### [Stated goal 1]
Return the records below word for word, omitting the pictures.

Welcome to archive-hocr-tools’s documentation!¶
Tools Usage¶
hocr-combine-stream¶
Tool to combine several hOCR files into a single hOCR file. Works in a streaming mode, so has a low memory footprint regardless of input file size.
Usage:
hocr-combine-stream -g 'hocr-page-*.html' > hocr-combined.html
hocr-fold-chars¶
Convert a character-based hOCR file (with ocrx_cinfo
entries) into a
word-based hOCR file with ocrx_word
entries. This can be useful if you don’t
care about per-character information and wish to decrease the file size to
increase throughput (network or computational).
Usage:
hocr-fold-chars -f hocr-with-characters.html > hocr-with-words.html
hocr-text¶
Creates a text-only version of a hOCR file. Discards words if they are below a certain (currently hardcoded) confidence level. Can be used to turn hOCR files into large text files for ingestion into full text search engines, or just to quickly read or search-for text.

### [Task input]
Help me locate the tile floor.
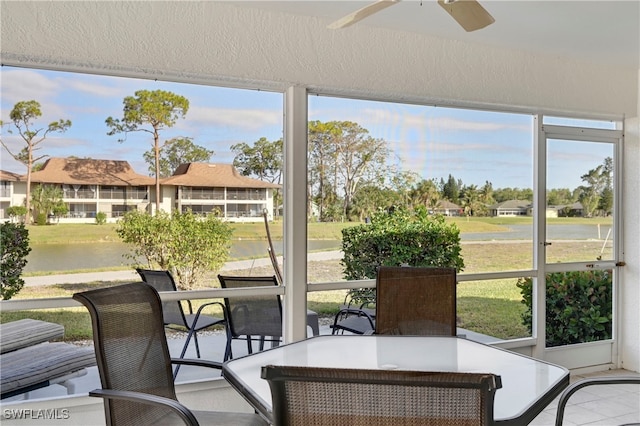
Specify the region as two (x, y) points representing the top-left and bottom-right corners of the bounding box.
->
(531, 370), (640, 426)
(3, 326), (640, 426)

### [Stated goal 2]
From the hOCR tools documentation, answer:
(a) What kind of memory footprint does hocr-combine-stream have?
(b) Which entries does the word-based file produced by hocr-fold-chars contain?
(c) Which words does hocr-text discard?

### [Reply 1]
Help me locate the tile floor.
Specify the region as two (x, y) points representing the top-left and bottom-right corners of the bounding box.
->
(531, 370), (640, 426)
(3, 326), (640, 426)

### [Reply 2]
(a) A low memory footprint, regardless of input file size.
(b) ocrx_word entries.
(c) Words below a certain (currently hardcoded) confidence level.